▶ **Task prompt**
Find every line in the entries below that contains the word "hazy", matching case exactly, and copy each of those lines.

▶ **Stored data**

^^^^

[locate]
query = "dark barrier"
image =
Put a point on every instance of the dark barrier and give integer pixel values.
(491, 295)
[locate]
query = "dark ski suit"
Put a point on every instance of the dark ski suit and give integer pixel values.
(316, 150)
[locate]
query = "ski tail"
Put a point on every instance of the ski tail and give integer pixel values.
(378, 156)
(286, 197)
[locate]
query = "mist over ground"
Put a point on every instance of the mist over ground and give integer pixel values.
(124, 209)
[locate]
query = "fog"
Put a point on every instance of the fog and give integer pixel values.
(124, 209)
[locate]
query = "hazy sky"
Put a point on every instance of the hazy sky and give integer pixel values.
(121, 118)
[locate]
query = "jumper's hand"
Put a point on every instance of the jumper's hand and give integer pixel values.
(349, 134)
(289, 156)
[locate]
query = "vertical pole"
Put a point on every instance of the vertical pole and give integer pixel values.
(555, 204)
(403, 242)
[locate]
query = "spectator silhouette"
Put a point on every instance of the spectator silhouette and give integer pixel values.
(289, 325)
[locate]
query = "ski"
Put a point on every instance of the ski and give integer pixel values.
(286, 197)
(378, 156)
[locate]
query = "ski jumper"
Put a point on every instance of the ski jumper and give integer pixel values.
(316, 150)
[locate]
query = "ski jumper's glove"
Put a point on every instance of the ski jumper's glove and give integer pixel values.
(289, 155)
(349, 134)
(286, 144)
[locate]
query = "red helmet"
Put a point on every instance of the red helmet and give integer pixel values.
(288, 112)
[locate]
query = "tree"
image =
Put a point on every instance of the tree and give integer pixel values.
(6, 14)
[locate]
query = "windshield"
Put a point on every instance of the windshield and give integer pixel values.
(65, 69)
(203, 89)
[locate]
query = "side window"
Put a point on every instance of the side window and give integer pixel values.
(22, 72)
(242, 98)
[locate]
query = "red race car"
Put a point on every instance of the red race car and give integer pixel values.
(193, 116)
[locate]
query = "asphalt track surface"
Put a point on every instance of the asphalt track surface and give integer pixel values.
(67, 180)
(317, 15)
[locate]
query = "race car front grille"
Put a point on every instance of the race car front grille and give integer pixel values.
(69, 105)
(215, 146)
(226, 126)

^^^^

▶ **Problem solution**
query = "hazy sky"
Put a point on every instance of the hazy sky and give integer pixel values.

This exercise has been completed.